■ Required task:
Retype the rows below word for word, starting at the line that contains "Indicate the white bishop" and ending after the line that contains "[(89, 309)]", with both of those lines included.

■ Listed entries:

===============

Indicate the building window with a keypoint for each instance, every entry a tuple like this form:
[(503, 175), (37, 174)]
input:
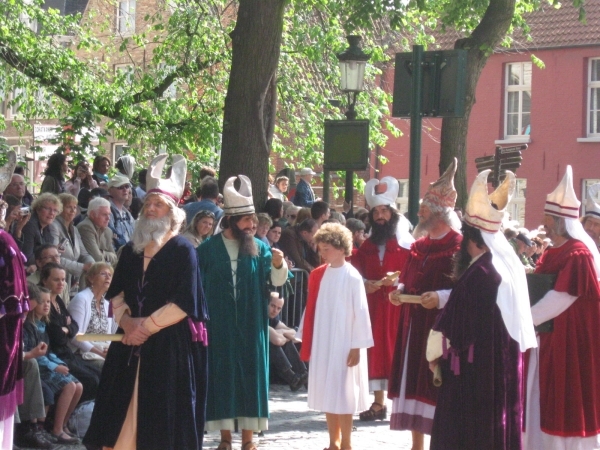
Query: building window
[(516, 207), (517, 103), (126, 16), (594, 98), (585, 185), (402, 199)]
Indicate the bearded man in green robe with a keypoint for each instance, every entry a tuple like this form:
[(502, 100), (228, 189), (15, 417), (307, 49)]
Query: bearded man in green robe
[(236, 270)]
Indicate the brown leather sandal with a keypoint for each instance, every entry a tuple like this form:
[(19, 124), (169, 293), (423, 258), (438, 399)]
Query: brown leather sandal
[(372, 414)]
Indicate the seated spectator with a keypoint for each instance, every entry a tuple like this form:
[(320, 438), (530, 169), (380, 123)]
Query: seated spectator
[(54, 372), (89, 309), (264, 224), (319, 211), (201, 228), (44, 254), (279, 188), (74, 257), (62, 329), (38, 230), (95, 234), (274, 208), (283, 354), (209, 194), (81, 179), (298, 245)]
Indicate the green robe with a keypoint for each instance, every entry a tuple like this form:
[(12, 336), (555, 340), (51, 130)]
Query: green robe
[(238, 337)]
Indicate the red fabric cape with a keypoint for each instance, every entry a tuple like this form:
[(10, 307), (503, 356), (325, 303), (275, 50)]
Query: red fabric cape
[(570, 355), (314, 282)]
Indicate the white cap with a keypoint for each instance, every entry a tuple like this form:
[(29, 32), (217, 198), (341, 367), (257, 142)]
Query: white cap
[(387, 198), (171, 187), (484, 211), (238, 203), (562, 202)]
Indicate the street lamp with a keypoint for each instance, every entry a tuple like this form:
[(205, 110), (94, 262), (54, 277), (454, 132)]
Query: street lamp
[(352, 68)]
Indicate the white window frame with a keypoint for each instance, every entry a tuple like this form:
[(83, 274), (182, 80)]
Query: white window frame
[(520, 88), (402, 199), (517, 206), (125, 17)]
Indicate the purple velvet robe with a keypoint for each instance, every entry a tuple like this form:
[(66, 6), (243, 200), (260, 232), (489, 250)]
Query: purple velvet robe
[(13, 303), (479, 403)]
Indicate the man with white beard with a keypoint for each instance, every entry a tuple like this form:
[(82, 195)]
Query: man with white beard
[(159, 368)]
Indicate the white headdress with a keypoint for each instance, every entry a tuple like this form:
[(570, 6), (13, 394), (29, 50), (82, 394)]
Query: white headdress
[(512, 298), (236, 202), (170, 187), (592, 208), (6, 171)]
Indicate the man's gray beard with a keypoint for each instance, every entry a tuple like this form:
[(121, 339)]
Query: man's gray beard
[(148, 230)]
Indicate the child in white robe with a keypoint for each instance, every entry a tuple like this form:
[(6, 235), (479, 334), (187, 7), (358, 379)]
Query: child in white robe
[(336, 331)]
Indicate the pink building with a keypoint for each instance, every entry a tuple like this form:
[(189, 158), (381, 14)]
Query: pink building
[(555, 111)]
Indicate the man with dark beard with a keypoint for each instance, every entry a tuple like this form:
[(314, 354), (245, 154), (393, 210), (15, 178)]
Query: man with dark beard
[(152, 393), (429, 268), (236, 268), (377, 256)]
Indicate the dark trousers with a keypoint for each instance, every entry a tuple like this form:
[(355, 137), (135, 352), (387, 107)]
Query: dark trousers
[(284, 358)]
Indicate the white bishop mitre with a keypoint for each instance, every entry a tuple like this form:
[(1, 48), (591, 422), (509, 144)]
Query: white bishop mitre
[(236, 202), (387, 198), (171, 187)]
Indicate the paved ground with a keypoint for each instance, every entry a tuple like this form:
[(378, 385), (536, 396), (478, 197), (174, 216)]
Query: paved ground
[(294, 427)]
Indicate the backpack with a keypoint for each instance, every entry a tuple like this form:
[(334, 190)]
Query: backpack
[(79, 421)]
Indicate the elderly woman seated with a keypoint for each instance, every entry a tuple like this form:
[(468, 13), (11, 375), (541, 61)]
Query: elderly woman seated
[(89, 309)]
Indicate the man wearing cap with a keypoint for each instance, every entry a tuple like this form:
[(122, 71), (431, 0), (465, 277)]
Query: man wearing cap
[(478, 337), (380, 254), (591, 219), (152, 392), (121, 220), (429, 268), (563, 375), (236, 268), (305, 196)]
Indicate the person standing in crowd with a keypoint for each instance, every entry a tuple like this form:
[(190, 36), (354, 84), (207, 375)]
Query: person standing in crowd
[(159, 368), (81, 179), (591, 219), (338, 380), (563, 375), (54, 176), (479, 335), (381, 253), (209, 193), (95, 234), (100, 170), (429, 268), (235, 270), (200, 229), (121, 220), (283, 354), (13, 292), (305, 196)]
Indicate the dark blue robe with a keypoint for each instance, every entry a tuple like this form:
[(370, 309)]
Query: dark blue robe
[(479, 403), (173, 369)]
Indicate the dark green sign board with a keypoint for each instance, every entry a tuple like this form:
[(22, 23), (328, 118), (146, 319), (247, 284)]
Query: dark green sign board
[(346, 145), (444, 84)]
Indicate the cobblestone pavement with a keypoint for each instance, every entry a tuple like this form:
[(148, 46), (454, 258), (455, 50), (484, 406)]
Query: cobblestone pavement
[(293, 426)]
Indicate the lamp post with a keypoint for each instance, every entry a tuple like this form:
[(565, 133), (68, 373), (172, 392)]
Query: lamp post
[(352, 69)]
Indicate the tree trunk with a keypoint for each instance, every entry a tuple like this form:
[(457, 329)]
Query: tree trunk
[(488, 35), (251, 101)]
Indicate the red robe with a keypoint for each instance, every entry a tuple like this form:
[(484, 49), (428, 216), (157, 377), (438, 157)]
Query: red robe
[(428, 269), (384, 315), (570, 355)]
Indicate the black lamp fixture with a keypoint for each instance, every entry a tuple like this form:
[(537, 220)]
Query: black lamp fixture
[(352, 67)]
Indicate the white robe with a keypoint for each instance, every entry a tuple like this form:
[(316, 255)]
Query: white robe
[(342, 323)]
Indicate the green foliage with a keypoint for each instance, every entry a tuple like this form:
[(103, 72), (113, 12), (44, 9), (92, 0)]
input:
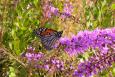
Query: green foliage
[(19, 19)]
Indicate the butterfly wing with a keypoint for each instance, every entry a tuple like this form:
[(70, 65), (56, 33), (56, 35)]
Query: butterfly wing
[(48, 37), (48, 42)]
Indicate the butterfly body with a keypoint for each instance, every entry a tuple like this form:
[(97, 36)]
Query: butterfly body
[(48, 37)]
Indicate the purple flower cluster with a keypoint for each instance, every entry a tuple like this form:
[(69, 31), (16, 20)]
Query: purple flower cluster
[(53, 65), (101, 39), (34, 56), (95, 64), (49, 10), (67, 10)]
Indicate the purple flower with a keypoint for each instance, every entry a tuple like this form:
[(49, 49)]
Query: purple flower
[(33, 56), (94, 65), (101, 39), (67, 10)]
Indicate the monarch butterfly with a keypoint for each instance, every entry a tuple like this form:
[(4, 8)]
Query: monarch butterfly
[(48, 37)]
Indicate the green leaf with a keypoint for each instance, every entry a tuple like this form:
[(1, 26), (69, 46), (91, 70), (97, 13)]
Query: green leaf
[(113, 6)]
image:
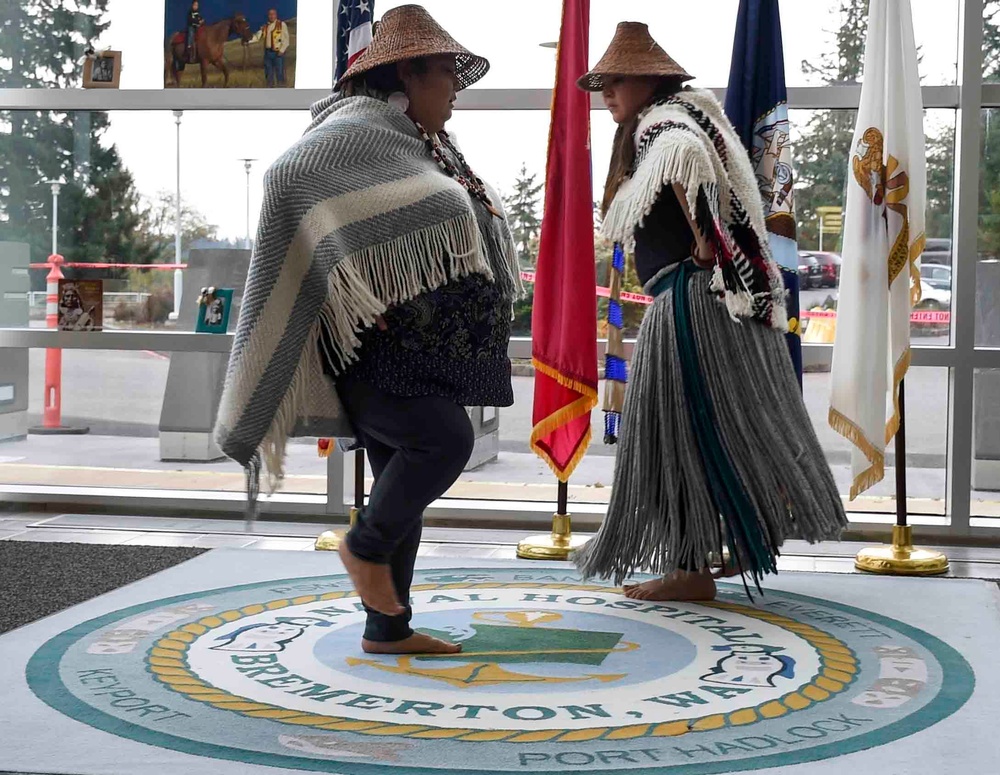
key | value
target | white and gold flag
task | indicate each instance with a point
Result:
(883, 240)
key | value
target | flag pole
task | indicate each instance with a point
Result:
(558, 544)
(901, 558)
(329, 541)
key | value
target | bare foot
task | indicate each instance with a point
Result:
(373, 583)
(679, 585)
(418, 643)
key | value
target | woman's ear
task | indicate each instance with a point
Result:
(404, 70)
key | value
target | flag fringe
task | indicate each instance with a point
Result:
(568, 413)
(849, 430)
(581, 450)
(902, 366)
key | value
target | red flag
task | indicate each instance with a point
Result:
(564, 314)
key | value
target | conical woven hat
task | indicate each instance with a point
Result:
(409, 32)
(632, 52)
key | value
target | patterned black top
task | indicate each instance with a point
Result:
(451, 342)
(665, 237)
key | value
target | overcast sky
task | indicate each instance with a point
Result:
(699, 35)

===============

■ Answer to the task:
Indicate the white bishop mitre with a keypoint for each instance, every entry a tuple like this form:
[(1, 48), (591, 422), (509, 144)]
Query: white bishop mitre
[(236, 202), (387, 198), (171, 187)]
Indicate the paved ground with a keypoint for each instance, every entry a tuple like this form:
[(378, 385), (536, 396), (478, 197), (174, 216)]
Query: paved ground
[(294, 427)]
Indicate the backpack with a keypoint for each instance, every entry a tuple like this form:
[(334, 190)]
Query: backpack
[(79, 421)]
Indicate the elderly woman seated with a keypoint for each instance, every entry a tuple like this form:
[(468, 13), (11, 375), (541, 61)]
Query: elderly woman seated
[(89, 309)]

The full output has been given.